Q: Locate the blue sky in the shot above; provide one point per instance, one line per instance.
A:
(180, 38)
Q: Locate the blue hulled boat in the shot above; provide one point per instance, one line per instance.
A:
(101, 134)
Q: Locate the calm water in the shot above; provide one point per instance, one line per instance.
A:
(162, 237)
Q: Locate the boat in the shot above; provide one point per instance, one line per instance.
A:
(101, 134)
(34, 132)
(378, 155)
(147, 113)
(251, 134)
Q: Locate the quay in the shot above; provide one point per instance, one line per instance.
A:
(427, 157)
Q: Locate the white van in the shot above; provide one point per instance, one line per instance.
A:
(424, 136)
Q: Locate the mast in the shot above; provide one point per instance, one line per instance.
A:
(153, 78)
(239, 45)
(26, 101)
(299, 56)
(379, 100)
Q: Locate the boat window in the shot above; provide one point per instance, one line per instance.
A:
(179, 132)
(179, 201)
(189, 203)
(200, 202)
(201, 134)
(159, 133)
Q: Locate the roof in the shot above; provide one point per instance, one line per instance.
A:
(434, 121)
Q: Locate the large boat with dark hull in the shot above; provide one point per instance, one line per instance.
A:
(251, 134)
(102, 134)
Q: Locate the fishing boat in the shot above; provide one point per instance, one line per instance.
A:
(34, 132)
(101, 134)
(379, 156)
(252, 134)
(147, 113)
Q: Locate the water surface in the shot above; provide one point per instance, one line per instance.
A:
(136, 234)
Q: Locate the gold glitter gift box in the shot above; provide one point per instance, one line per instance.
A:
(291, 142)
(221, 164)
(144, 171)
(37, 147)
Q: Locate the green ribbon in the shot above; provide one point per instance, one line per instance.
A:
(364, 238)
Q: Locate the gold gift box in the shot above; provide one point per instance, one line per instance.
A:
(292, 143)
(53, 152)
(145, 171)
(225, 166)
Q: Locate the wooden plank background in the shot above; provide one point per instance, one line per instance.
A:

* * *

OBJECTIVE —
Go through the material above line by line and copy it exactly.

CORRECT OUTPUT —
Q: Locate the blue sky in the shot above; provide one point per instance, one line per instance.
A:
(180, 38)
Q: Locate the blue hulled boat in the shot above; provide one point per instance, one line per instance.
A:
(101, 134)
Q: Locate the calm water in the shot above; provide one point per instance, one line per instance.
A:
(162, 237)
Q: Locate the boat in the shot above; provide one point per instance, one line per instance.
A:
(101, 134)
(34, 132)
(378, 155)
(147, 113)
(251, 134)
Q: Locate the quay in the shot above; provide one point per instance, one line per instance.
A:
(427, 157)
Q: Locate the white van in the shot above; provide one point per instance, one line per instance.
A:
(424, 136)
Q: Locate the mast in the shot above; provide one point per instance, one line per instance.
A:
(153, 78)
(239, 45)
(26, 101)
(299, 56)
(379, 100)
Q: Locate the boat window in the shot above; provide one point per instance, one line per instance.
A:
(179, 132)
(179, 201)
(189, 203)
(200, 202)
(201, 134)
(159, 133)
Q: Locate the roof in the shot above; provide one point per instance, one line per instance.
A:
(434, 121)
Q: Locate the large boat with dark hull in the shot above; provide one point per instance, one line per instance.
A:
(251, 134)
(102, 134)
Q: Locate the fishing boat in the shot above; provide one point per instance, one line per instance.
A:
(34, 132)
(101, 134)
(379, 156)
(252, 134)
(147, 113)
Q: Locate the water surface in the shot above; provide one point per instance, one line per instance.
A:
(136, 234)
Q: Locate the gold glitter gift box in the shot above; provide one point per instance, one line per instance.
A:
(291, 142)
(221, 164)
(144, 171)
(37, 147)
Q: Locate the green ribbon in the shot above; provide one point per instance, one line per instance.
A:
(364, 238)
Q: Locate the gold gift box in the shot above; provide one point per instance, one line per instance.
A:
(292, 143)
(53, 152)
(145, 171)
(225, 166)
Q: Locate the wooden plank background in the shot above; provide one point per instance, one line per instance.
A:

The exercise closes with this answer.